* **GIVEN REQUEST**: Pick up the forum thread below about Airflow tasks that won't run because of their start date, and keep writing from its final sentence.

* **TEXT**:
'''

Unable to run Airflow Tasks due to execution date and start date

Branko picture Branko · Sep 13, 2017 · Viewed 10.9k times · Source

Whenever I try to run a DAG, it will be in the running state but the tasks will not run. I have set my start date to datetime.today() and my schedule interval to "* * * * *". Manually triggering a run will start the dag but the task will not run due to:

The execution date is 2017-09-13T00:00:00 but this is before the task's start date 2017-09-13T16:20:30.363268.

I have tried various combinations of schedule intervals (such as a specific time each day) as well as waiting for the dag to be triggered and manual triggers. Nothing seems to work.

Answer

mustafagok picture mustafagok · May 10, 2019

First of all start_date is a task attribute; but in general, it is set in default_args and used like dag attribute.

'''

* **DATASET EXCERPTS**:
'''

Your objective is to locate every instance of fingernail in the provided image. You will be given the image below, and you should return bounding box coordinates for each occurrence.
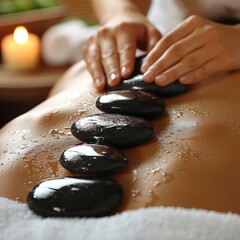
[121,66,129,76]
[109,73,118,85]
[179,76,188,83]
[155,74,167,84]
[141,62,149,72]
[95,78,102,88]
[149,37,157,49]
[143,70,155,82]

'''

* **THE OUTPUT**:
The message is very clear, if a task's execution_date is before the task's start_date, it can not be scheduled. You can set start_date smaller value:

import datetime

default_args = {
    'start_date': datetime.datetime(2019, 1, 1)  # hard coded date
}

or

import airflow

default_args = {
    'start_date': airflow.utils.dates.days_ago(7)  # 7 days ago
}

From Airflow Documentation

Note that if you run a DAG on a schedule_interval of one day, the run stamped 2016-01-01 will be trigger soon after 2016-01-01T23:59. In other words, the job instance is started once the period it covers has ended.

Let’s Repeat That The scheduler runs your job one schedule_interval AFTER the start date, at the END of the period.

So, when you schedule your dag, any dag_run's execution_date will be smaller than its start time. For daily, there will be 24 hours difference.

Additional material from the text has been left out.